**What to produce:**
In the data below, find the line that contains "Target: terracotta flower pot" and the line that contains "Kindly point to the window in". Copy both, plus every line between them, exactly.

**Material for the task:**
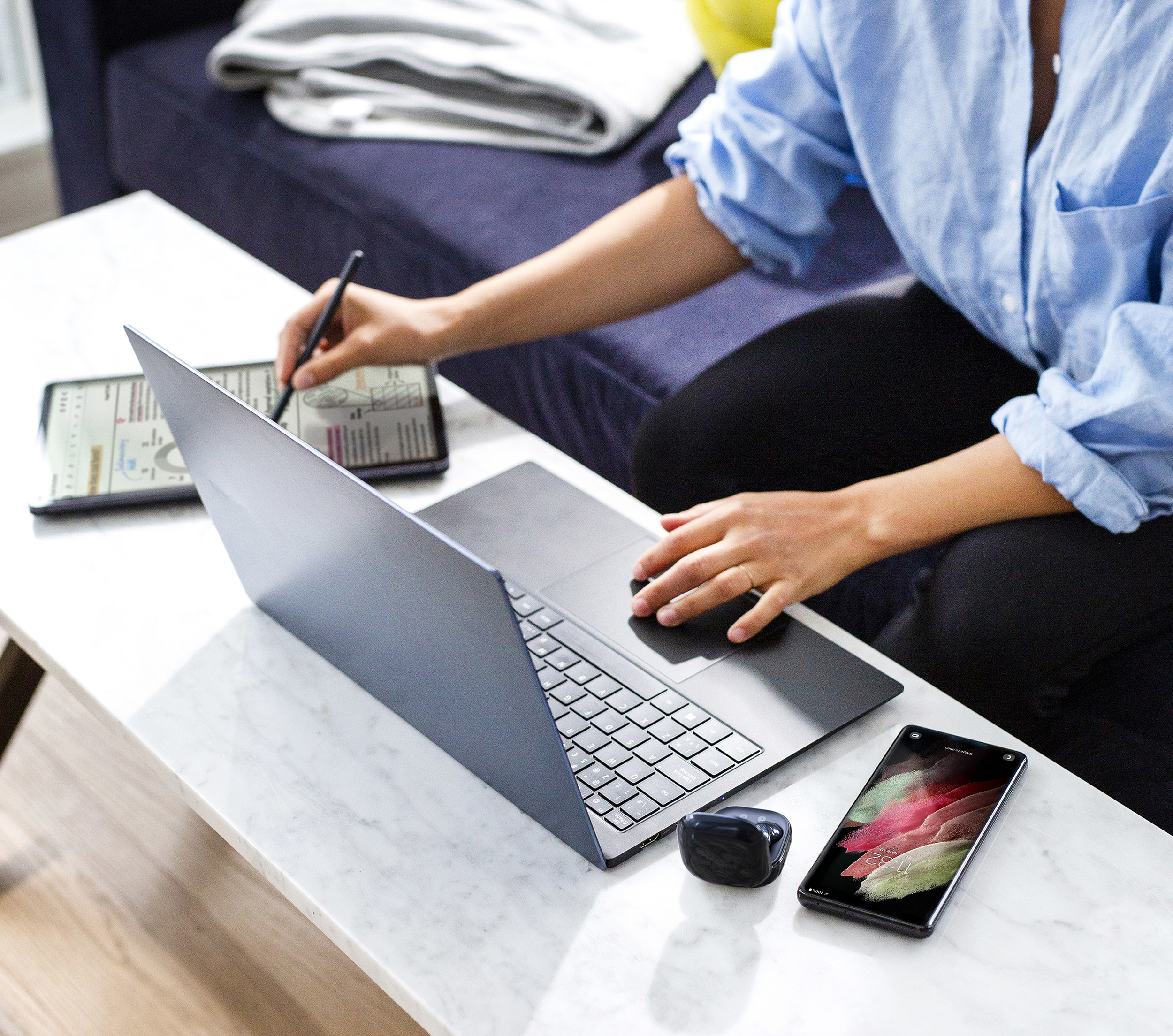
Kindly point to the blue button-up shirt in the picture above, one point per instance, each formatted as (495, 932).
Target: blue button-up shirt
(1062, 256)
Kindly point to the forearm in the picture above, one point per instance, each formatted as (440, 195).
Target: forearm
(655, 250)
(975, 487)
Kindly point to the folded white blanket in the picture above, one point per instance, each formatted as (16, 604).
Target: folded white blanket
(582, 76)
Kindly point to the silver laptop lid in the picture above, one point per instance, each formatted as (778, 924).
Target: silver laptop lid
(413, 619)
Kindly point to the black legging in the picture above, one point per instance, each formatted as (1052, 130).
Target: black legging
(1005, 617)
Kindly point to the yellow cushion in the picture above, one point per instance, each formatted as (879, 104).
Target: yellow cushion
(728, 27)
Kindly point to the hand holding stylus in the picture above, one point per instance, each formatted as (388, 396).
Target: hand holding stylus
(325, 318)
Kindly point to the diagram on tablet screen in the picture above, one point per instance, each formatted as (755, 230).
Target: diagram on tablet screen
(395, 396)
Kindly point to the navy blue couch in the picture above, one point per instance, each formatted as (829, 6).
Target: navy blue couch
(132, 108)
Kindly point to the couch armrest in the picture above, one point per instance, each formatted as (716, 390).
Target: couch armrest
(76, 38)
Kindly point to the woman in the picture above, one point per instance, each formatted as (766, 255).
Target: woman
(1021, 155)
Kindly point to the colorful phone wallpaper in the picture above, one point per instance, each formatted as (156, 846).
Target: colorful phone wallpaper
(912, 828)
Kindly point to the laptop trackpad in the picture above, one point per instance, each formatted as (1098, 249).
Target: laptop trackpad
(600, 595)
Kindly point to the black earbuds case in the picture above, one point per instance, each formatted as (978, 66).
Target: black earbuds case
(735, 846)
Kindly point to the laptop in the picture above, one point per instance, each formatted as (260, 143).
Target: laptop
(498, 624)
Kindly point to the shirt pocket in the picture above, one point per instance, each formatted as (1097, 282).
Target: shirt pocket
(1098, 259)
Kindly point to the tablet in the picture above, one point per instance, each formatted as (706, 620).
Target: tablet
(105, 442)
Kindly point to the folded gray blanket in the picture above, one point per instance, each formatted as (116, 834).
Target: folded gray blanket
(581, 76)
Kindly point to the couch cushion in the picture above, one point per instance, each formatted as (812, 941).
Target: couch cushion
(435, 217)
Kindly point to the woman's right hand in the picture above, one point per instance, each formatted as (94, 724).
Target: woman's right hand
(371, 328)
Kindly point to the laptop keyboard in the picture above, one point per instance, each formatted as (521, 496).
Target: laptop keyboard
(634, 744)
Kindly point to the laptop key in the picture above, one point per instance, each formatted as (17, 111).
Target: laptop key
(653, 751)
(689, 746)
(613, 755)
(647, 690)
(596, 776)
(588, 706)
(667, 730)
(609, 722)
(630, 736)
(635, 771)
(526, 606)
(690, 716)
(556, 708)
(646, 715)
(571, 725)
(640, 807)
(714, 762)
(712, 731)
(662, 790)
(623, 701)
(682, 772)
(561, 660)
(669, 702)
(617, 818)
(543, 646)
(592, 741)
(579, 760)
(603, 686)
(738, 748)
(549, 678)
(582, 671)
(617, 792)
(564, 692)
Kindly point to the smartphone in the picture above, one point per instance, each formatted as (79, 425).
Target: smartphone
(904, 846)
(105, 442)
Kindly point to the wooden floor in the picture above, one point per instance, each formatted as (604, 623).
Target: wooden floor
(121, 912)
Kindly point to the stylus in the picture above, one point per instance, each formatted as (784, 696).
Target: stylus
(325, 318)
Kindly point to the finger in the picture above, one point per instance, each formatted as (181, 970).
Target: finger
(689, 573)
(352, 351)
(700, 533)
(674, 521)
(291, 341)
(770, 606)
(725, 586)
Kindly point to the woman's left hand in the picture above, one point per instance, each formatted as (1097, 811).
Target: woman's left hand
(790, 546)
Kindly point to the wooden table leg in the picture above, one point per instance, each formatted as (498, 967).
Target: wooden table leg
(19, 678)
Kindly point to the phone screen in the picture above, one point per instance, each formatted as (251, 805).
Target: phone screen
(913, 826)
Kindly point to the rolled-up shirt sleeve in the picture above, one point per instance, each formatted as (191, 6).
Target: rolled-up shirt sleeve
(1106, 444)
(770, 152)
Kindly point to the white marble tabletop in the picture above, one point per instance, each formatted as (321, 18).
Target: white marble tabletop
(466, 912)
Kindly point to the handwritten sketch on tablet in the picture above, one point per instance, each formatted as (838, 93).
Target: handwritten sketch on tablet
(108, 435)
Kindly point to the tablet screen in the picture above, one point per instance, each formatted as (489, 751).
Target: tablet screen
(108, 435)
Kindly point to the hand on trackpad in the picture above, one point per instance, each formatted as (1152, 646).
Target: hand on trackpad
(600, 595)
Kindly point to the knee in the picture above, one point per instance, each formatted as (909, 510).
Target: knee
(674, 464)
(972, 635)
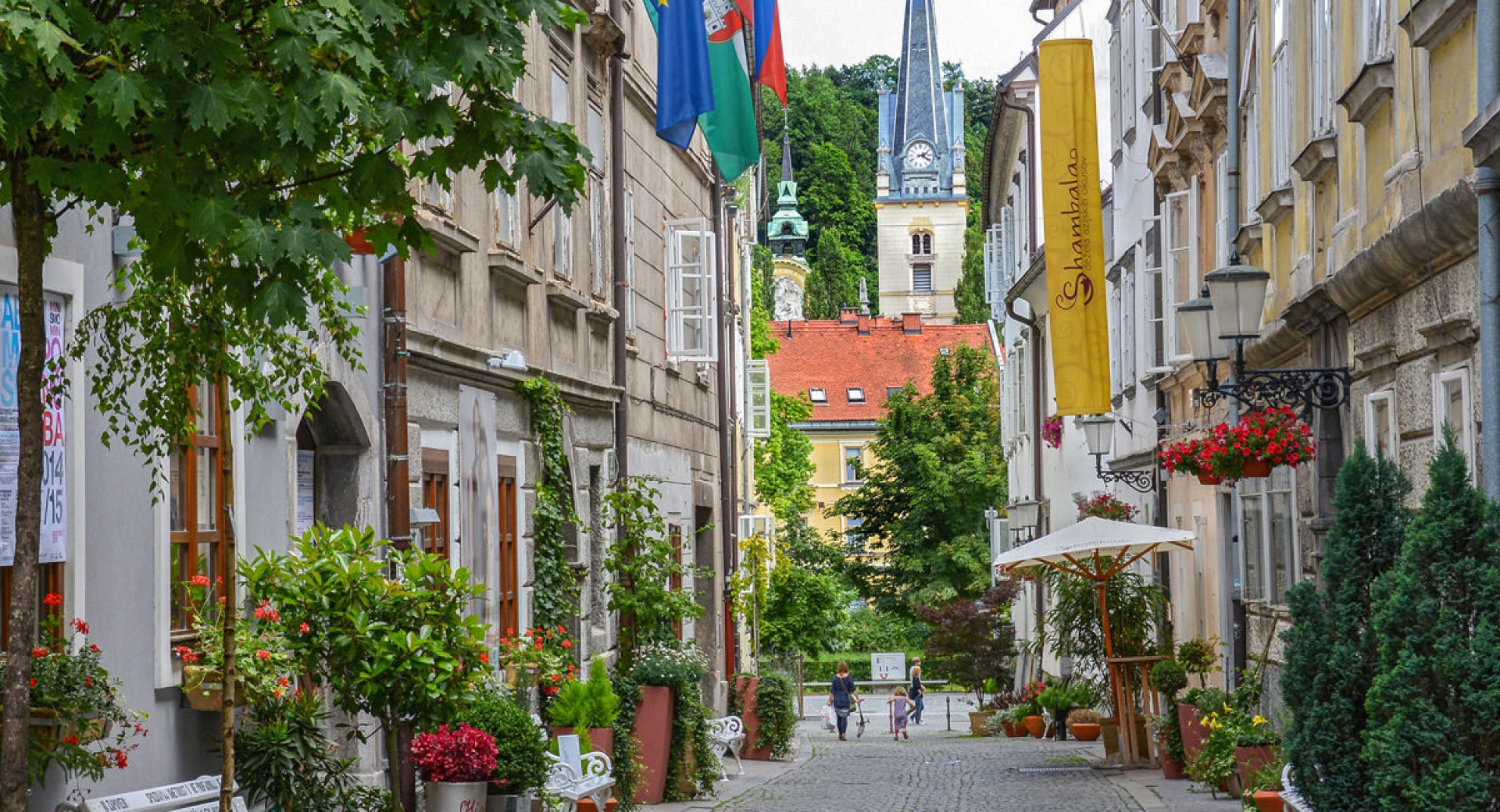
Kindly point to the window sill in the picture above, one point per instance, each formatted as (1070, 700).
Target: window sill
(1430, 23)
(1373, 87)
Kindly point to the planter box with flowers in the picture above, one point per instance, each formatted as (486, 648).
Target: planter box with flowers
(1255, 445)
(455, 766)
(262, 660)
(77, 719)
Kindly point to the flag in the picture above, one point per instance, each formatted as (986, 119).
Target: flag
(730, 123)
(770, 65)
(684, 80)
(1074, 228)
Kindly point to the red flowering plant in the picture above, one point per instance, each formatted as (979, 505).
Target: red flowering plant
(262, 663)
(1106, 505)
(541, 657)
(455, 756)
(77, 718)
(1052, 430)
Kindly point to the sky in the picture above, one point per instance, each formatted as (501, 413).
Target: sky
(988, 37)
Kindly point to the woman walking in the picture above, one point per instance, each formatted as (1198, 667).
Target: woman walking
(917, 691)
(844, 697)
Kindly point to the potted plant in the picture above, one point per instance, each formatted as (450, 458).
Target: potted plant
(77, 719)
(262, 661)
(455, 766)
(1105, 505)
(1084, 724)
(1169, 678)
(587, 707)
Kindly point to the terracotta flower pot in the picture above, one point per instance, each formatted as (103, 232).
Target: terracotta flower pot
(1193, 732)
(1256, 468)
(1085, 732)
(1270, 800)
(655, 735)
(1035, 725)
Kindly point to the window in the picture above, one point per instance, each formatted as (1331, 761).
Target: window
(195, 502)
(1182, 265)
(1325, 65)
(923, 279)
(1451, 406)
(435, 495)
(691, 291)
(854, 463)
(1155, 303)
(1382, 432)
(854, 540)
(1281, 96)
(1270, 544)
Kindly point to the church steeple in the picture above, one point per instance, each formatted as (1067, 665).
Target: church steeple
(788, 230)
(921, 128)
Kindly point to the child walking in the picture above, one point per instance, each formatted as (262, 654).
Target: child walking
(899, 706)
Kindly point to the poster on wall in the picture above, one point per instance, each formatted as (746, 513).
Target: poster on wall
(305, 504)
(55, 433)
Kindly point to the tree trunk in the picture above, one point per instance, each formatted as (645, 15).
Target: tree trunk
(34, 233)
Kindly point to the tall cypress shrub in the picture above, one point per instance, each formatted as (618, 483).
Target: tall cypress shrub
(1332, 652)
(1434, 706)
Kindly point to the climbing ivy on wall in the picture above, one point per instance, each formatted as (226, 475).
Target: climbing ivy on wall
(555, 586)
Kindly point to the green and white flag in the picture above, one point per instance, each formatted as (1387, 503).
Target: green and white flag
(730, 126)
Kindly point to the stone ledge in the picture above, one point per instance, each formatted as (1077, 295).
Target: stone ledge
(1374, 86)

**Solution for this exercise:**
Target: terracotta flower pot
(1193, 732)
(1256, 468)
(1085, 732)
(1270, 800)
(655, 735)
(1035, 725)
Kindly point to the window in the picture above, one point per instance, each formatted as (1331, 761).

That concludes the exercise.